> _WHAT THE TASK ASKS_:
Turn the lines below into a Markdown table with two columns, Row and Line, where Row numbers each line and Line holds its text. Leave out blank lines.

· · · ·

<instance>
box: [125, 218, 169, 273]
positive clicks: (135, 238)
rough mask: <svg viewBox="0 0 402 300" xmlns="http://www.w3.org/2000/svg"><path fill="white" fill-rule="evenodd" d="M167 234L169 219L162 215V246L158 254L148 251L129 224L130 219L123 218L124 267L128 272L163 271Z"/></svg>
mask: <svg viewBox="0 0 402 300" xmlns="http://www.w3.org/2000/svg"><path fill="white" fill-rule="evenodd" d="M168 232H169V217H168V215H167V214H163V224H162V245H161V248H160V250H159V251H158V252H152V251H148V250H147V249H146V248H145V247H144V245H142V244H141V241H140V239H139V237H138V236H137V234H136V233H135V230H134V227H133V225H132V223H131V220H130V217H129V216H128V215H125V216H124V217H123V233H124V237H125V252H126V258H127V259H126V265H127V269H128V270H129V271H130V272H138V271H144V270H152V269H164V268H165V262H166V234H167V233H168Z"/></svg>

· · · ·

> _RESPONSE TO THE EXERCISE_:
| Row | Line |
|---|---|
| 1 | <instance> |
| 2 | box: [125, 218, 169, 273] |
| 3 | positive clicks: (135, 238) |
| 4 | rough mask: <svg viewBox="0 0 402 300" xmlns="http://www.w3.org/2000/svg"><path fill="white" fill-rule="evenodd" d="M167 234L169 219L162 215V246L158 254L148 251L129 224L130 219L123 218L124 267L128 272L163 271Z"/></svg> |
| 5 | mask: <svg viewBox="0 0 402 300" xmlns="http://www.w3.org/2000/svg"><path fill="white" fill-rule="evenodd" d="M168 232H169V217H168V215H167V214H163V224H162V245H161V248H160V250H159V251H158V252H152V251H148V250H147V249H146V248H145V247H144V245H142V244H141V241H140V239H139V237H138V236H137V234H136V233H135V230H134V227H133V225H132V223H131V220H130V217H129V216H128V215H125V216H124V217H123V233H124V237H125V252H126V258H127V259H126V265H127V269H128V270H129V271H130V272H138V271H144V270H152V269H164V268H165V262H166V234H167V233H168Z"/></svg> |